Start of INPUT DATA

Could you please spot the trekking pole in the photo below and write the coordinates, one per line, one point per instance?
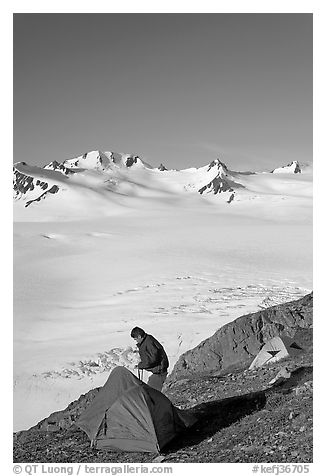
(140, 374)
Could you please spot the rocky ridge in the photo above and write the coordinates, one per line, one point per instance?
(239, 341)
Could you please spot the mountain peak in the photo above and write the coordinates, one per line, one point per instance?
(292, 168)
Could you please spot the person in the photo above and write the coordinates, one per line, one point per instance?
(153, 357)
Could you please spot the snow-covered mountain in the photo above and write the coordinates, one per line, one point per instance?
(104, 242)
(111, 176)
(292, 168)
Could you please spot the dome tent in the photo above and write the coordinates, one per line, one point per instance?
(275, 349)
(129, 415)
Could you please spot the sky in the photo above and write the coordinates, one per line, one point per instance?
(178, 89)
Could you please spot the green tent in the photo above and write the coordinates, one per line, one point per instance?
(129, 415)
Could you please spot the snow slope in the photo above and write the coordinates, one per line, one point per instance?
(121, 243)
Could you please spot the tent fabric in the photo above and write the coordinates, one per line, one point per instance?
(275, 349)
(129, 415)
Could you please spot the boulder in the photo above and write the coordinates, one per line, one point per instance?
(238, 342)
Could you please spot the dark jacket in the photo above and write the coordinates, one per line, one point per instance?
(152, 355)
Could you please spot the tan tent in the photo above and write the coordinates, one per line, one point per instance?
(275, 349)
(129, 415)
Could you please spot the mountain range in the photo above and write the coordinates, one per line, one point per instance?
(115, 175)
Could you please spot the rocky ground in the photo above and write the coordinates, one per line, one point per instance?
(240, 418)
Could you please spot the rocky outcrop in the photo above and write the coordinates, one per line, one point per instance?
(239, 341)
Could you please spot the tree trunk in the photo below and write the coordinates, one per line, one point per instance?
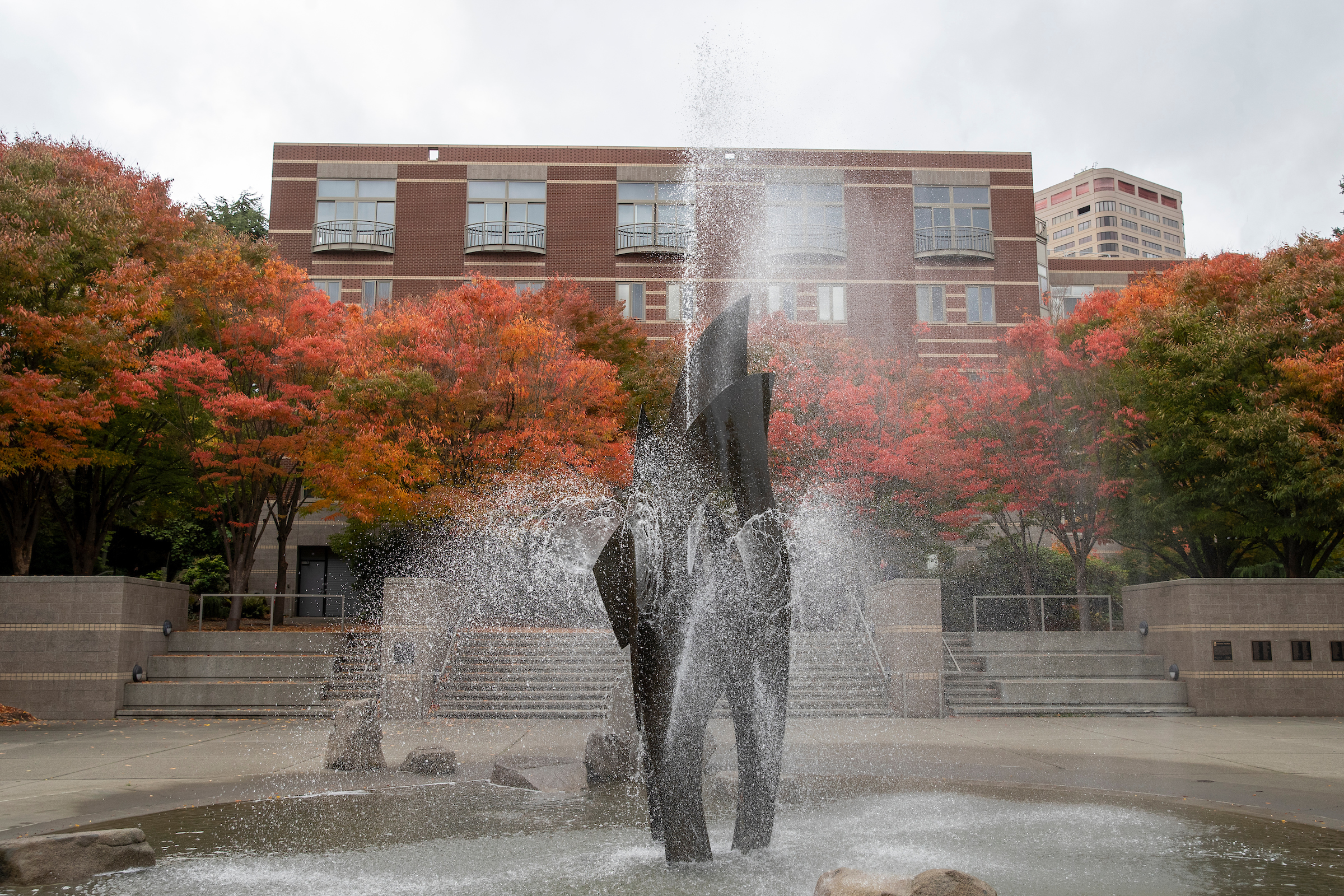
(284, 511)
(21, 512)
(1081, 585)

End of INPUT DATA
Start of INPUT DATA

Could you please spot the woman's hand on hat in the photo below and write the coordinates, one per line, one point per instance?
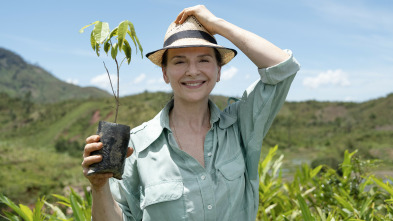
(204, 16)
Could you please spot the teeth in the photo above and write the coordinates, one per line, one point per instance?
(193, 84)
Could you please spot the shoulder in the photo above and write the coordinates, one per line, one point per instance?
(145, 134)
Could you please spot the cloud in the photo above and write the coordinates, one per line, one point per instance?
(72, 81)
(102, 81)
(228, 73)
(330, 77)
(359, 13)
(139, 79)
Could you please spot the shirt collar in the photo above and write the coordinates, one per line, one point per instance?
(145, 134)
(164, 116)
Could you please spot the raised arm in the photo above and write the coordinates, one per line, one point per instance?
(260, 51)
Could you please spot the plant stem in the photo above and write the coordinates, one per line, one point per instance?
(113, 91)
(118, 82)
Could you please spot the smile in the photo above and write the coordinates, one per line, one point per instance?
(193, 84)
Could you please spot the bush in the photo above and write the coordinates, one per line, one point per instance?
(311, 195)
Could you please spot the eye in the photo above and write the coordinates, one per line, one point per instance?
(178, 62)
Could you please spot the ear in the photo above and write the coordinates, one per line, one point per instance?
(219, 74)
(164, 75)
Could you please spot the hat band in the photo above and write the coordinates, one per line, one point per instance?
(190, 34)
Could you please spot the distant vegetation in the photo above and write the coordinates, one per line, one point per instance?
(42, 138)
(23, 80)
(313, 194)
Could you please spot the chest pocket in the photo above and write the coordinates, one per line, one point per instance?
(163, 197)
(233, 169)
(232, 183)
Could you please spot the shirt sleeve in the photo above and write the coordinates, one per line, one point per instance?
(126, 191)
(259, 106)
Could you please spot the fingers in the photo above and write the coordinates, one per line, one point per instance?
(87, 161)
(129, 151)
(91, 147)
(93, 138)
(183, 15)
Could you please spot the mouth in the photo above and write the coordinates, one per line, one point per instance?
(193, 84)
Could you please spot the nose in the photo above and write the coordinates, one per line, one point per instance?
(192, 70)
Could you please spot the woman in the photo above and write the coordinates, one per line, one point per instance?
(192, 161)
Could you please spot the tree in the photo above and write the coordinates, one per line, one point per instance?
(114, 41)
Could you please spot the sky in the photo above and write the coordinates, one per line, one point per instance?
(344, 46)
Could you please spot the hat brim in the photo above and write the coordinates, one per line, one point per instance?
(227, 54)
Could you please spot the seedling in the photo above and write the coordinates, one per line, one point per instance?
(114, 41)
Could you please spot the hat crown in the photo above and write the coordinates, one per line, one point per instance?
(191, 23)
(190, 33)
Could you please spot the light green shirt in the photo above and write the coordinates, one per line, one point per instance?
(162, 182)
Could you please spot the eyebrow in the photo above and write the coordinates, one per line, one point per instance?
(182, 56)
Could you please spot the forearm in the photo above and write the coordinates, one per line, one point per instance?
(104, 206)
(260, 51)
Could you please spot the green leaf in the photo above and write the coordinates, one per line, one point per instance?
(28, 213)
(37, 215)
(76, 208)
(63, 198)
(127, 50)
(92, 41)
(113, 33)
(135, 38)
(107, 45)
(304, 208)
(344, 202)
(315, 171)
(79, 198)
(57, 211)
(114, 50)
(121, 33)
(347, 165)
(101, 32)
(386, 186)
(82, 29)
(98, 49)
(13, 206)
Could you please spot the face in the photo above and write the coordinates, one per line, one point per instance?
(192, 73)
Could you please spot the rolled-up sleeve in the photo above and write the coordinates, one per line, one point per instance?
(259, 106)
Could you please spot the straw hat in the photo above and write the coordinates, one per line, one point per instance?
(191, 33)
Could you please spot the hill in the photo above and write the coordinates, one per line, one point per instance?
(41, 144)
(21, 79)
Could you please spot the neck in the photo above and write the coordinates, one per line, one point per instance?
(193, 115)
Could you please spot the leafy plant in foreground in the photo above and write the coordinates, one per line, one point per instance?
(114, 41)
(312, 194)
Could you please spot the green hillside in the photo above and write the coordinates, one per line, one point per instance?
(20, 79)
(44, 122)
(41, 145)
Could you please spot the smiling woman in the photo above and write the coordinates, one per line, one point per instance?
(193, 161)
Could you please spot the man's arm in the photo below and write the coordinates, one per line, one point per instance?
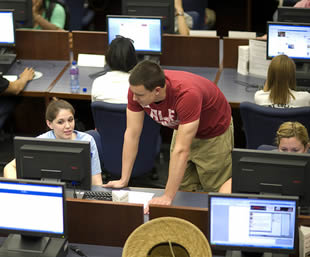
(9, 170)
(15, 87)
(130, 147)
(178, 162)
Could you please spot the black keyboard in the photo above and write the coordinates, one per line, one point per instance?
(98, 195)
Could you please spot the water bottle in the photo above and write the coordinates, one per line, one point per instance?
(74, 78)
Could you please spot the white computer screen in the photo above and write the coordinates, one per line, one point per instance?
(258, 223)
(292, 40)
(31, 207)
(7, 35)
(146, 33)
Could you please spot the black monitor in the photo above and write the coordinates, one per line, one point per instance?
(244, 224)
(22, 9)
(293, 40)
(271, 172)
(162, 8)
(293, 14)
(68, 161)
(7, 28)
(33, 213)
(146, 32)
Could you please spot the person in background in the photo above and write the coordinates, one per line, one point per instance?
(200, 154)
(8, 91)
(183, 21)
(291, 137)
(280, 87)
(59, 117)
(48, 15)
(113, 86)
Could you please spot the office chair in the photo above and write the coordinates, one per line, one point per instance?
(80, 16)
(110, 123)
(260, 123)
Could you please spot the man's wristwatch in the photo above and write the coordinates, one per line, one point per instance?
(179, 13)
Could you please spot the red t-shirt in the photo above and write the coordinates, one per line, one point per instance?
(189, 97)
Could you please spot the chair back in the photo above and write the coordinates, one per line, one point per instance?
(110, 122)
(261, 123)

End of INPUT DATA

> [SHORT EXERCISE]
Show every line of the data above that contains the string "woman", matching case exactly.

> [ANSWER]
Could you please spot the woman's hand on hat in the photo below and write the coordinates, one per line, one point per instance?
Could you please spot the woman in the photo above and write the coordinates, one per line, one point per instance?
Could you please spot the smiling woman in the photo above and write the coordinates, one per line, one point per instance?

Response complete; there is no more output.